Can you transcribe every record below exactly as it appears?

Start of SUPPLIED INFORMATION

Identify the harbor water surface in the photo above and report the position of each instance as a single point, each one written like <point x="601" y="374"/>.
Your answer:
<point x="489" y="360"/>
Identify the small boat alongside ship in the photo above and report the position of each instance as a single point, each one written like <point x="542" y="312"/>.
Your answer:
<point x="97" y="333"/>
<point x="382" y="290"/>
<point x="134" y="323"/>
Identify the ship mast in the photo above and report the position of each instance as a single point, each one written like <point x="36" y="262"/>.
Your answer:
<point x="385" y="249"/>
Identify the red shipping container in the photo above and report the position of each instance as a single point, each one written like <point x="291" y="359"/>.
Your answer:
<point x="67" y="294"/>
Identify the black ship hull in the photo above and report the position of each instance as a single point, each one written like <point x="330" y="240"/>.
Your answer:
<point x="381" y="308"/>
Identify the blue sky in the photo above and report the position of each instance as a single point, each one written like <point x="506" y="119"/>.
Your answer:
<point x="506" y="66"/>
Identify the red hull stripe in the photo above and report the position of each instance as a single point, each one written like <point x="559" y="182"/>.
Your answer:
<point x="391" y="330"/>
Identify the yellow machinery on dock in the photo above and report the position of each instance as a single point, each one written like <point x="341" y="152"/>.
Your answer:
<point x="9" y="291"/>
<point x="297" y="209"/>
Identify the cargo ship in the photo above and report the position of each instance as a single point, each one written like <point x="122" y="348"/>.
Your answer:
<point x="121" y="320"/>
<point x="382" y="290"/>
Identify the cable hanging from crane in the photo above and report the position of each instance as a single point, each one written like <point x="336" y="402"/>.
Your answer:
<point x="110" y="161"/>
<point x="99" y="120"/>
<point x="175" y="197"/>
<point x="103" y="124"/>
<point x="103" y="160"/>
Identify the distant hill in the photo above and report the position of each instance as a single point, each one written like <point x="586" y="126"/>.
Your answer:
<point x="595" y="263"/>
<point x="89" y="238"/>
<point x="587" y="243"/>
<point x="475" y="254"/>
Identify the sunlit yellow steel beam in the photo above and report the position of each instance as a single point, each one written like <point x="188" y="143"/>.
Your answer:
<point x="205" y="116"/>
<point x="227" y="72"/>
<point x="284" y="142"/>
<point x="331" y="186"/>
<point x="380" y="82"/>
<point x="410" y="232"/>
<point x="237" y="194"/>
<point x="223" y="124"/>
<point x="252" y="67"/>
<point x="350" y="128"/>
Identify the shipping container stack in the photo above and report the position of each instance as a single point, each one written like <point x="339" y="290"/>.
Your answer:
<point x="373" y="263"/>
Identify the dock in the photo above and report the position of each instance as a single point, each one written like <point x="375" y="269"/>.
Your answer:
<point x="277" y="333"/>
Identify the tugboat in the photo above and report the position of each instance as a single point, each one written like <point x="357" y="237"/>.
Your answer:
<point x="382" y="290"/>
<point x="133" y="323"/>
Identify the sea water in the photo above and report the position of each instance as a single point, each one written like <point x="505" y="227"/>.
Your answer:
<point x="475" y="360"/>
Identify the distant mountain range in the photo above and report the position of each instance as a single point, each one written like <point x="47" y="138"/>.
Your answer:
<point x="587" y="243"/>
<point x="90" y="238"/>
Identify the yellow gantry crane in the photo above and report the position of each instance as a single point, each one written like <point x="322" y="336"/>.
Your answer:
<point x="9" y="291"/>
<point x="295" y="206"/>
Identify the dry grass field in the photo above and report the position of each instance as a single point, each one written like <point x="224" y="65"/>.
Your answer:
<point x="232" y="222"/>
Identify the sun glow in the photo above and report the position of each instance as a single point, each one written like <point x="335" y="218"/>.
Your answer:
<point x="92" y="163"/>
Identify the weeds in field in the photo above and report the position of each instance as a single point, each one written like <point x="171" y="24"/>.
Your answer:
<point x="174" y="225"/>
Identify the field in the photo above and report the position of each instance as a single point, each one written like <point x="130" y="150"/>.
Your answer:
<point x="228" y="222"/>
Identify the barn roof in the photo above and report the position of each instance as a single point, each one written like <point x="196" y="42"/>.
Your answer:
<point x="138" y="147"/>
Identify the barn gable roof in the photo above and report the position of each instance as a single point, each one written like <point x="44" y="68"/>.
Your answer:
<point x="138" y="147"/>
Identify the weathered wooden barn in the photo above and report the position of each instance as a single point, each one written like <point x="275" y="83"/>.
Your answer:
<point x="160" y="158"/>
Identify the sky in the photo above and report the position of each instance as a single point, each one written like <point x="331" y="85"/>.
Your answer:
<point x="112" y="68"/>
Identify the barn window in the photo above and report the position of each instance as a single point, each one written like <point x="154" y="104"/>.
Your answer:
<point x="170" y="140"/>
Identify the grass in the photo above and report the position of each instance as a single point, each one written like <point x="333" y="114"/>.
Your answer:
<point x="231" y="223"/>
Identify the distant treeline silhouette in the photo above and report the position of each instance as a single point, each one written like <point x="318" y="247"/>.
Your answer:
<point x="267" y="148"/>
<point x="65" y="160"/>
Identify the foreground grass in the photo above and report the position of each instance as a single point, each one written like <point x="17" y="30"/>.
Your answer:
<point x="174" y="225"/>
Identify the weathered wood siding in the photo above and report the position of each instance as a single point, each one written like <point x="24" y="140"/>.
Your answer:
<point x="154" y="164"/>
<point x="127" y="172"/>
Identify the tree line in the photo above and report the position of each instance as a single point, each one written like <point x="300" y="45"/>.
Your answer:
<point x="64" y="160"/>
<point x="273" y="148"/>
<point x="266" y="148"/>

End of SUPPLIED INFORMATION

[RESPONSE TO THIS TASK]:
Identify the harbor water surface in the photo above and report the position of each instance as a single point, each one written like <point x="601" y="374"/>.
Your answer:
<point x="489" y="360"/>
Identify the small boat alongside ship in the photo above and report the position of each instance as a single point, each one written like <point x="542" y="312"/>.
Your answer:
<point x="97" y="333"/>
<point x="382" y="290"/>
<point x="134" y="323"/>
Identify the ship mast in the photo above and report the position of each instance as a single point, each one written like <point x="36" y="262"/>.
Your answer:
<point x="385" y="249"/>
Identify the red shipping container in the photo above and report the position of each instance as a single point, each one written like <point x="291" y="359"/>.
Your answer:
<point x="67" y="294"/>
Identify the black ship hull in the photo above and report the position of each instance as a single point, each one written like <point x="330" y="240"/>.
Your answer:
<point x="381" y="308"/>
Identify the blue sky in the photo above and report the position of each instance as a single point, each one written like <point x="506" y="119"/>.
Your answer:
<point x="506" y="66"/>
Identify the red hull stripe in the photo above and report the position of each instance as a single point, each one written like <point x="559" y="182"/>.
Your answer:
<point x="391" y="330"/>
Identify the yellow machinery on dock in the photo above and report the position of each instance as a single point, each one written like <point x="341" y="152"/>.
Your answer:
<point x="9" y="291"/>
<point x="297" y="209"/>
Identify the cargo ship in the photo above and report the position of each instance as a single point, each one written like <point x="122" y="348"/>.
Your answer:
<point x="121" y="320"/>
<point x="382" y="290"/>
Identify the cable hanging from crane in the photo above and report the position of each instance as a single point, each one written like <point x="336" y="402"/>.
Your answer:
<point x="110" y="161"/>
<point x="99" y="120"/>
<point x="175" y="197"/>
<point x="103" y="124"/>
<point x="103" y="160"/>
Identify the distant hill in the photo above and report the position of each instance as a single point, each one written like <point x="586" y="126"/>.
Your answer:
<point x="595" y="263"/>
<point x="89" y="238"/>
<point x="587" y="243"/>
<point x="475" y="254"/>
Identify the sunlit yellow steel beam in the photo above and report the position of each instance as a single point, each one written like <point x="188" y="143"/>.
Your answer:
<point x="205" y="116"/>
<point x="227" y="72"/>
<point x="284" y="142"/>
<point x="331" y="186"/>
<point x="380" y="82"/>
<point x="410" y="232"/>
<point x="237" y="194"/>
<point x="223" y="124"/>
<point x="252" y="67"/>
<point x="350" y="128"/>
Identify the shipping container stack in the photo above and report the position of each instance as a single point, each one written like <point x="339" y="290"/>.
Your answer:
<point x="373" y="263"/>
Identify the dock in the photo above and report the position of each instance as a single point, each one written like <point x="375" y="269"/>.
Your answer:
<point x="277" y="333"/>
Identify the tugboat in the photo above and report the position of each instance as a single point, each one written like <point x="357" y="237"/>.
Your answer:
<point x="382" y="290"/>
<point x="133" y="323"/>
Identify the sea water in the photo above and report the position of each instance as a single point, each one written like <point x="505" y="227"/>.
Your answer:
<point x="475" y="360"/>
Identify the distant mountain range in the photo above and report the position of each instance as a single point, each one written like <point x="47" y="138"/>.
Your answer:
<point x="587" y="243"/>
<point x="90" y="238"/>
Identify the yellow gantry crane in the photo above and report the position of each instance as a single point, each one written like <point x="322" y="336"/>.
Your answer:
<point x="9" y="291"/>
<point x="295" y="206"/>
Identify the dry grass field in the photo above and report the position of each instance as a single point, each one written like <point x="224" y="65"/>.
Your answer:
<point x="232" y="222"/>
Identify the sun glow in the photo above and report the position of each instance as a single point, each one written like <point x="335" y="218"/>.
Your answer:
<point x="92" y="163"/>
Identify the weeds in field in the photo above and report the position of each instance as a single point, each one written like <point x="171" y="24"/>.
Your answer:
<point x="174" y="225"/>
Identify the field in the photo above and report the position of each instance as a single point, each one written like <point x="130" y="150"/>.
Your answer:
<point x="228" y="222"/>
Identify the barn roof in the photo above and report the position of each instance as a single point, each one written like <point x="196" y="42"/>.
Your answer:
<point x="138" y="147"/>
Identify the barn gable roof in the photo above and report the position of each instance as a single point, each one written like <point x="44" y="68"/>.
Your answer:
<point x="138" y="147"/>
Identify the weathered wooden barn in the photo above and report the position of each instance as a single point, each one written like <point x="275" y="83"/>.
Your answer:
<point x="160" y="158"/>
Identify the sky in the photo above and report the position of each instance as a single point, each one written like <point x="331" y="85"/>.
Your answer:
<point x="112" y="68"/>
Identify the barn window in the photo above and report the position of each instance as a single point, each one written like <point x="154" y="104"/>.
Your answer:
<point x="170" y="140"/>
Identify the grass in the photo above and report the position of each instance as a single point, each one written like <point x="333" y="114"/>.
Your answer:
<point x="231" y="223"/>
Identify the distant treeline silhouette in the photo above and report the position of each instance as a single point, each one written like <point x="318" y="247"/>.
Your answer:
<point x="267" y="148"/>
<point x="65" y="160"/>
Identify the foreground grass in the photo above and report the position of each instance as a single point, each one written like <point x="17" y="30"/>.
Your answer:
<point x="174" y="225"/>
Identify the weathered wood siding in the photo above and report the position of each instance as a single point, each one written like <point x="24" y="140"/>.
Your answer:
<point x="154" y="164"/>
<point x="127" y="172"/>
Identify the tree line in the photo above and report the position of each instance as a single point, each one written like <point x="300" y="45"/>.
Your answer:
<point x="64" y="160"/>
<point x="273" y="148"/>
<point x="266" y="148"/>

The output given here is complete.